Dataset entries:
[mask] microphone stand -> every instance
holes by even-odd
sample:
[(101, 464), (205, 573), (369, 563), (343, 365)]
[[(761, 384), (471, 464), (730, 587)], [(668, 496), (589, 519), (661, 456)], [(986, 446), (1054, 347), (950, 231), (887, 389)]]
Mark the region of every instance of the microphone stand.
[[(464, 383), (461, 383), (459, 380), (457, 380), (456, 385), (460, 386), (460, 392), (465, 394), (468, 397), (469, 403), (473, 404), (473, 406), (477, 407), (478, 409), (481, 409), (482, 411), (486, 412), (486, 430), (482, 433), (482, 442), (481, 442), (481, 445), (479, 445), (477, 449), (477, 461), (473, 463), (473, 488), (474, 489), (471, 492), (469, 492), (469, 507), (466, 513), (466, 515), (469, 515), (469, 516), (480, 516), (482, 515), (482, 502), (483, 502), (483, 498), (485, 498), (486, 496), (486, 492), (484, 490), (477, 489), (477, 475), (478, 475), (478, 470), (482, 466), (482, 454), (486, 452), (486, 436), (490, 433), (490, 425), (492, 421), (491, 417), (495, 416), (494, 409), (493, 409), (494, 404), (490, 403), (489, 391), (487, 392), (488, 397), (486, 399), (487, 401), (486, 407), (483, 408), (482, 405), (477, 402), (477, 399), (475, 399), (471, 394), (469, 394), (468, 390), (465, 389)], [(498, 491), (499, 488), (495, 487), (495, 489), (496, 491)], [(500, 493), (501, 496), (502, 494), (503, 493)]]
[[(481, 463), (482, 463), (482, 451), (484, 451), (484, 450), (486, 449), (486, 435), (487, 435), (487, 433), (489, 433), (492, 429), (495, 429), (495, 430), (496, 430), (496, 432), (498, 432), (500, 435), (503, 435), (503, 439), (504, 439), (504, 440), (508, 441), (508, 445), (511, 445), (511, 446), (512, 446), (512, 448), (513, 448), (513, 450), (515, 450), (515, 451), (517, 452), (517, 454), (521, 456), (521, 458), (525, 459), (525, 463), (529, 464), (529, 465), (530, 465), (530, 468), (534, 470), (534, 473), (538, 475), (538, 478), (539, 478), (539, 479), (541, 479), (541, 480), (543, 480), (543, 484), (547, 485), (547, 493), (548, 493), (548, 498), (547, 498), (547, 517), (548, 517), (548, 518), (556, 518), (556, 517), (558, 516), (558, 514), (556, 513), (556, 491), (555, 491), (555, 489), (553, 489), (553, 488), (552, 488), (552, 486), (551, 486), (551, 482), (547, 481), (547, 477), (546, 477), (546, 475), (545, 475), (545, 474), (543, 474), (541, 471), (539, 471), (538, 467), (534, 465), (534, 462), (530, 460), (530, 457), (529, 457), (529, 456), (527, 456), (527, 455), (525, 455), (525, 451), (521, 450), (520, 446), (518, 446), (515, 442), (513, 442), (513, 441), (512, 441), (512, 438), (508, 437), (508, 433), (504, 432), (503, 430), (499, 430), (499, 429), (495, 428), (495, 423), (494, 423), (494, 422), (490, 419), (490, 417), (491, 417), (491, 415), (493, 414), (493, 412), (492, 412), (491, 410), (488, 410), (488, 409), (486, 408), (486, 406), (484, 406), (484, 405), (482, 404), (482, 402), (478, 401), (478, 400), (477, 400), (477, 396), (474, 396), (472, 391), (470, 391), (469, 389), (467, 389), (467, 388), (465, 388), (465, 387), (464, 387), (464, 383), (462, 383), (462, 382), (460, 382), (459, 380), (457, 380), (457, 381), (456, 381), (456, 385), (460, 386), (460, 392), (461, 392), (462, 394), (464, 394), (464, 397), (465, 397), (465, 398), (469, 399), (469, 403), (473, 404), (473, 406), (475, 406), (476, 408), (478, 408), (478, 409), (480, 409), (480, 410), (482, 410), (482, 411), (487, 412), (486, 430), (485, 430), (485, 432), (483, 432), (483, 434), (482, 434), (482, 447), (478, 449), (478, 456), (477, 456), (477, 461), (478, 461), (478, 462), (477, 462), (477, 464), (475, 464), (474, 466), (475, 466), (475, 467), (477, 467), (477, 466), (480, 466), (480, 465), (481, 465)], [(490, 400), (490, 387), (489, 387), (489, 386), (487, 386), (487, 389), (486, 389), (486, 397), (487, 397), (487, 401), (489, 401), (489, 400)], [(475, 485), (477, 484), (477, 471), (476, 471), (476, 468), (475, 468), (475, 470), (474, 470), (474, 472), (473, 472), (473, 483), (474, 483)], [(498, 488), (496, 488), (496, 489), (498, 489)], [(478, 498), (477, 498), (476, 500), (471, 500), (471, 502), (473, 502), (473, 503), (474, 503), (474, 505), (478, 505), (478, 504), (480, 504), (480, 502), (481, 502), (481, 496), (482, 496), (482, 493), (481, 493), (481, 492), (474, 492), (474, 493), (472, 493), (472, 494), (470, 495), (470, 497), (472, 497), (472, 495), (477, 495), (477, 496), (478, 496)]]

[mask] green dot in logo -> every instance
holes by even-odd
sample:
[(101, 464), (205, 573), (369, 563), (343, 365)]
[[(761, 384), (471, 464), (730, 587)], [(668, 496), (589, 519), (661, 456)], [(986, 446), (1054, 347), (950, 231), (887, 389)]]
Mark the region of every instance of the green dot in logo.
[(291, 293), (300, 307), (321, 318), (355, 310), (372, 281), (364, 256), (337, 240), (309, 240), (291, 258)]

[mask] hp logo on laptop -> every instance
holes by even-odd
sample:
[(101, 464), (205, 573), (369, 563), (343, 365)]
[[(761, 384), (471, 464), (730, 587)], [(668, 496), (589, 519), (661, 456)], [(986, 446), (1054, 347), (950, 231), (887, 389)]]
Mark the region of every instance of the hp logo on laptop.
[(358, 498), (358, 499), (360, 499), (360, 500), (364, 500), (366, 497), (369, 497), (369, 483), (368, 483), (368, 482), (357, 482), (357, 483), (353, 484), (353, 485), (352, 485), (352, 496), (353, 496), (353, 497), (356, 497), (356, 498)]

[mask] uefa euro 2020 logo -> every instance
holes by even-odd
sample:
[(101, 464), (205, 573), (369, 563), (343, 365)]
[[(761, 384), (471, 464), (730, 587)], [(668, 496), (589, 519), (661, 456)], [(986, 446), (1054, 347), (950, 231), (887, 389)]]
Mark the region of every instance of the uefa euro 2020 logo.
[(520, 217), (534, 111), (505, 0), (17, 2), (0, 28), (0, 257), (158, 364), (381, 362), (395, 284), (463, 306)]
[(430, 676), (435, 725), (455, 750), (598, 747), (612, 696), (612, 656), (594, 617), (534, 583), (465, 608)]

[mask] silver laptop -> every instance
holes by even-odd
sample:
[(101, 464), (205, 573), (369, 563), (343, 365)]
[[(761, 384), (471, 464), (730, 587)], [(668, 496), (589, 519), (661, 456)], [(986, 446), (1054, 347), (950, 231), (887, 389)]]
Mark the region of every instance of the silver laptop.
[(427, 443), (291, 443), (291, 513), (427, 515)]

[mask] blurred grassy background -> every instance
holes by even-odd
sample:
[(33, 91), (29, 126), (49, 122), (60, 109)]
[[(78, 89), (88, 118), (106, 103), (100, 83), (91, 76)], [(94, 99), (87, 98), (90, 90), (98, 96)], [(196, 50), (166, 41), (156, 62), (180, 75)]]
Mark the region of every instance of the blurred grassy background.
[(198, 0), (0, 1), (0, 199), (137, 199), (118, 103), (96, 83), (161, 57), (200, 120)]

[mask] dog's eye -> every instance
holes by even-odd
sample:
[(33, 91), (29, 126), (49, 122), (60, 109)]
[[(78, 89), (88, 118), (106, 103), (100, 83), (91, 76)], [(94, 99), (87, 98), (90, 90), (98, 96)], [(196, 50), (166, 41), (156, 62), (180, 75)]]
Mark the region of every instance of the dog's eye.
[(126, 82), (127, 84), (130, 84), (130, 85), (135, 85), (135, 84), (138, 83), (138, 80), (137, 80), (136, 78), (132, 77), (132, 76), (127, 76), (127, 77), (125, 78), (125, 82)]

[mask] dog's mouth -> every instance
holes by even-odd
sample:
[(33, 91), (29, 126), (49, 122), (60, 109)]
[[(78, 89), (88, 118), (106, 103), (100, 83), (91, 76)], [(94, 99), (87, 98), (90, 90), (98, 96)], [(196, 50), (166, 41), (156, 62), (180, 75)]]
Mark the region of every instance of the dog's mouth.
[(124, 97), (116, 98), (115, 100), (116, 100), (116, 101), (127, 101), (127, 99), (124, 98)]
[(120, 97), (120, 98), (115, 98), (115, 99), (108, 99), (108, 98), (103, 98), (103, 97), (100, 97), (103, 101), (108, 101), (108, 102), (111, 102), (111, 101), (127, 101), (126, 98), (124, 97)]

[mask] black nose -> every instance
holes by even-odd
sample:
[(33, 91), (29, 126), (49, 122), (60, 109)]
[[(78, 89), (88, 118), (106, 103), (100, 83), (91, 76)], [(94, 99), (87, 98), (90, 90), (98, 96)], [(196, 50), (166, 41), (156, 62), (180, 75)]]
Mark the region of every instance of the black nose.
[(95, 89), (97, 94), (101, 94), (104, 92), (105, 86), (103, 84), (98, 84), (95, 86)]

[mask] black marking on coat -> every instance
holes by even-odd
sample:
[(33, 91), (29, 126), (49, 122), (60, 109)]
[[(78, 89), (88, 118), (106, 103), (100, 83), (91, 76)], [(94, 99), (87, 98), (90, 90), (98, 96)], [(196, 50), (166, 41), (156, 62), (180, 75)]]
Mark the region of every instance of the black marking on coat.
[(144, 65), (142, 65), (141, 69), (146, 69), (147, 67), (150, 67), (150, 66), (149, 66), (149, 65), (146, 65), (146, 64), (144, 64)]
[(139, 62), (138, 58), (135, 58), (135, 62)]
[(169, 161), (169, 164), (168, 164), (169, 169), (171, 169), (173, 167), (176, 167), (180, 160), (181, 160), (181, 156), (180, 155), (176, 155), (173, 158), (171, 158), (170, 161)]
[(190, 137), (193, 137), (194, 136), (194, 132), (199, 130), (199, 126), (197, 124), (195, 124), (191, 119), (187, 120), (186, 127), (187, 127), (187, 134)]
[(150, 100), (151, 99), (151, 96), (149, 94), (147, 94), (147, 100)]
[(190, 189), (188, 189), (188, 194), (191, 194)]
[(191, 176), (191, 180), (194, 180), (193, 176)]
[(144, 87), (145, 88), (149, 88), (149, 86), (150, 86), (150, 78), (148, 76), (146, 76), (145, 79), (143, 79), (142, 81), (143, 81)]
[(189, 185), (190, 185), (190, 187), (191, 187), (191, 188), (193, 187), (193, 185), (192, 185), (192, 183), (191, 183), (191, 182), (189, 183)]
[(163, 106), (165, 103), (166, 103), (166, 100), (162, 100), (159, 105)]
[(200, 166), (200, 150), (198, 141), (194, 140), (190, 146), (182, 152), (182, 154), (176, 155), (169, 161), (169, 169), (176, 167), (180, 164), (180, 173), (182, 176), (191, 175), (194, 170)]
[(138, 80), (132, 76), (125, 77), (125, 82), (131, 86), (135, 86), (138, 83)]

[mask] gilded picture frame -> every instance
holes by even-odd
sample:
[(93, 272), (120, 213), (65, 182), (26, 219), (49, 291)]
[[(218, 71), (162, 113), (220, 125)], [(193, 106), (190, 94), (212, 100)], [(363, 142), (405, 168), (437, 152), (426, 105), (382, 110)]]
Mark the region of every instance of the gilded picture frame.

Work to be completed >> Go line by line through the records and copy those that contain the word "gilded".

Completed exercise >>
[mask] gilded picture frame -> every instance
Mark the region of every instance of the gilded picture frame.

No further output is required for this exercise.